====== Entries ======
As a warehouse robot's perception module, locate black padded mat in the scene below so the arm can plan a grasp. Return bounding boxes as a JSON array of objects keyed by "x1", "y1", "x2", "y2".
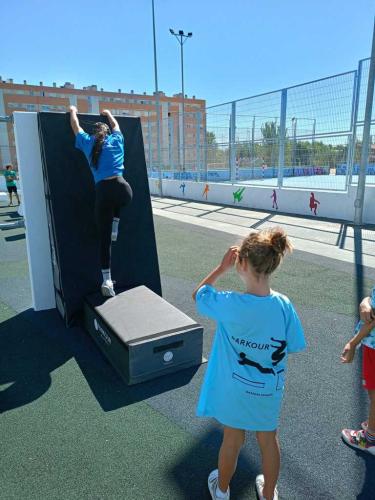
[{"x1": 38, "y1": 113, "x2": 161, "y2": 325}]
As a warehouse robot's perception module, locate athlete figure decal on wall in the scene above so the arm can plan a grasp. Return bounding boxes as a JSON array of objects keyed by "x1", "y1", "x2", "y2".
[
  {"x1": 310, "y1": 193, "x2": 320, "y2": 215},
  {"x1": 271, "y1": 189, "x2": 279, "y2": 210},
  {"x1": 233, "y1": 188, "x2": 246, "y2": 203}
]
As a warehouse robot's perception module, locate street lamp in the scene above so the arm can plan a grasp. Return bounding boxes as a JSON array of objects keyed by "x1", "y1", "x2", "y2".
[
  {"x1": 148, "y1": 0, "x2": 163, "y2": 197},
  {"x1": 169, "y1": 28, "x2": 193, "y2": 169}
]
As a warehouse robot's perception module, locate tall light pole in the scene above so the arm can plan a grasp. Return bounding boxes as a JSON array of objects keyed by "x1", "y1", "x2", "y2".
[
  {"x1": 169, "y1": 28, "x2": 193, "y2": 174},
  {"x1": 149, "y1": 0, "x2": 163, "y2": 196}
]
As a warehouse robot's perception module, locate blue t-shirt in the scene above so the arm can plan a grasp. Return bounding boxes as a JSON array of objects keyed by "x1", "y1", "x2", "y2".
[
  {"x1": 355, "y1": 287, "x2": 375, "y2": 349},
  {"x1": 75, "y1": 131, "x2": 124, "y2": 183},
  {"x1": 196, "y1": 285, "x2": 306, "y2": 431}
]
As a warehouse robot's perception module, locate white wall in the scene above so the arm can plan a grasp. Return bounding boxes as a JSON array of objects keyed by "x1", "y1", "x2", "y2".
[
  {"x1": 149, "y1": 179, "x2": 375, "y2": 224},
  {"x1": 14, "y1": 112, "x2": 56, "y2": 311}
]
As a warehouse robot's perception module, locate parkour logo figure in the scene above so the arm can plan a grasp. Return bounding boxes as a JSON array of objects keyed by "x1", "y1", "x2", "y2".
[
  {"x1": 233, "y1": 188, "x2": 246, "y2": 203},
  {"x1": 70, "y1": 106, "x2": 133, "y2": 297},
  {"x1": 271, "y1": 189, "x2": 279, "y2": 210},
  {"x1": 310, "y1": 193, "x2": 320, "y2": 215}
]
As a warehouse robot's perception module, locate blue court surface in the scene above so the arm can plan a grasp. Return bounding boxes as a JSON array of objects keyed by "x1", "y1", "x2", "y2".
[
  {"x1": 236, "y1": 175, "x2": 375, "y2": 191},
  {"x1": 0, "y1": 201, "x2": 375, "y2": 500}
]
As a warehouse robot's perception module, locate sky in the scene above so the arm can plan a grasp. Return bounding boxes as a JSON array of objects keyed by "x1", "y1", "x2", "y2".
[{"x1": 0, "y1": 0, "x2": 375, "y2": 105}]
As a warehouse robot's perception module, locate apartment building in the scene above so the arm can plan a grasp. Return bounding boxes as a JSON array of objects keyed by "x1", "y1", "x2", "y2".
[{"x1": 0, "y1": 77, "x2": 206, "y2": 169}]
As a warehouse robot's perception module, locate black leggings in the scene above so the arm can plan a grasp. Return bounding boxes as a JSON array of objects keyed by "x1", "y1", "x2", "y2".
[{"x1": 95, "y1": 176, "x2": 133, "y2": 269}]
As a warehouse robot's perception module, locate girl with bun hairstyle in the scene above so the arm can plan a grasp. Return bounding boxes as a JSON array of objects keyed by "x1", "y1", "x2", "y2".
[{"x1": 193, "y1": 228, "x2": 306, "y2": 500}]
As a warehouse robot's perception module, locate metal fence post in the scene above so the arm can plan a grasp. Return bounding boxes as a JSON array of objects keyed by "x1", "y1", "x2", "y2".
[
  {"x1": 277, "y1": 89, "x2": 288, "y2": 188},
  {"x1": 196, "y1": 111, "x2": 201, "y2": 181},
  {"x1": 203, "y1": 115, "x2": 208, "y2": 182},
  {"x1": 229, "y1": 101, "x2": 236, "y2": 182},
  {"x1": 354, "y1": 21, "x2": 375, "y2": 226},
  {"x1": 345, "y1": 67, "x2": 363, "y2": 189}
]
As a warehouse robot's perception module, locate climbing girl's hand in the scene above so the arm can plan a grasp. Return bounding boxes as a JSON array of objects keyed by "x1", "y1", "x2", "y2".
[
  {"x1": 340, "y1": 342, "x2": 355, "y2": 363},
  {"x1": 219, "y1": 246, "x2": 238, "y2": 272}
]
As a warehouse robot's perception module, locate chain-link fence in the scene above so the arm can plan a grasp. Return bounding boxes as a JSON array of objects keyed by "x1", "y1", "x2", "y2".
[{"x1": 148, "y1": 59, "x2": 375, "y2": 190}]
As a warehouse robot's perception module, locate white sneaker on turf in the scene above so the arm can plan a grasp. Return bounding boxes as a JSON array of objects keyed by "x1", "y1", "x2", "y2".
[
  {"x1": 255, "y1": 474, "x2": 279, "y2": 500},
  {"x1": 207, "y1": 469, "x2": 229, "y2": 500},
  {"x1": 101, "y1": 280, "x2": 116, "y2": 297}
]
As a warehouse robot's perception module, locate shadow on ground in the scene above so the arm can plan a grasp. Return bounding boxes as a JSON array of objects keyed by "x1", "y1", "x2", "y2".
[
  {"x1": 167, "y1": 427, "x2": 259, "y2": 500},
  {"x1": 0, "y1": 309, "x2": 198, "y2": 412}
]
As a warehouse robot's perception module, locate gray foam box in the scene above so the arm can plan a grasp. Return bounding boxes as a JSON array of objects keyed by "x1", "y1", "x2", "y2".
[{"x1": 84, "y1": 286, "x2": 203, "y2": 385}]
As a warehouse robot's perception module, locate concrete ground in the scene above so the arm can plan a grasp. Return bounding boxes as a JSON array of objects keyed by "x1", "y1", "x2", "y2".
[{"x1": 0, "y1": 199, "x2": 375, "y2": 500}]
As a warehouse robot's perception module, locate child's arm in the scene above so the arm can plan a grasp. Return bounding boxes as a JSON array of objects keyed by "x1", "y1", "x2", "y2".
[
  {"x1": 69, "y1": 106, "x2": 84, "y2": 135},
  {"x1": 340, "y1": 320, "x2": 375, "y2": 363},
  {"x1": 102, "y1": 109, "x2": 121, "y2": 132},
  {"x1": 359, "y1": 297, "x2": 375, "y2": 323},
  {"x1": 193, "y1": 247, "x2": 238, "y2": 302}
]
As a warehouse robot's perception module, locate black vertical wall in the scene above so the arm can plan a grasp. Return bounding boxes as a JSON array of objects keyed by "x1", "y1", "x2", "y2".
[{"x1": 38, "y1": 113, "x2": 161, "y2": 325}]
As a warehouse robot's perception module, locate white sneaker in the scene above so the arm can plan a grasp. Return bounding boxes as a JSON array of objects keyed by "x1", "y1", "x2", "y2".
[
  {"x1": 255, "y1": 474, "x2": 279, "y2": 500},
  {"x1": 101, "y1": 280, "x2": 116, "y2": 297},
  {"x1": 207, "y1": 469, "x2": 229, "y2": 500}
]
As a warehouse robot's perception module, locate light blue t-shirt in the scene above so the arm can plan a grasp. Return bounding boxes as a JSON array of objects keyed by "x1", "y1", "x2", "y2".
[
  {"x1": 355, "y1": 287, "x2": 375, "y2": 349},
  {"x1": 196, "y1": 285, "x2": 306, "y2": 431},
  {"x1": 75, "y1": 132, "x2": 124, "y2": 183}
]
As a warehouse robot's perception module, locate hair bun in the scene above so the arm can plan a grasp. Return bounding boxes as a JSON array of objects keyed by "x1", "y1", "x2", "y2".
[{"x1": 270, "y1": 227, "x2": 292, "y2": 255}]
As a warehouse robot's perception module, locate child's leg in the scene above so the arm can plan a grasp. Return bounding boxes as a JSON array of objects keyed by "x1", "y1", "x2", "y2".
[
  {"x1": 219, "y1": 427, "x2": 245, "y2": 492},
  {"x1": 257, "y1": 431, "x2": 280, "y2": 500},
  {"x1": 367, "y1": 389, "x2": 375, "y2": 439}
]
======
Your instructions => Select every line of the items above that contains the word "turf", and copy each such line.

Answer to this exercise =>
As a warehouse robot's perception module, locate white sneaker on turf in the scene above so the arm can plan a grasp. Return bounding boxes as a JSON array of objects keyed by "x1", "y1", "x2", "y2".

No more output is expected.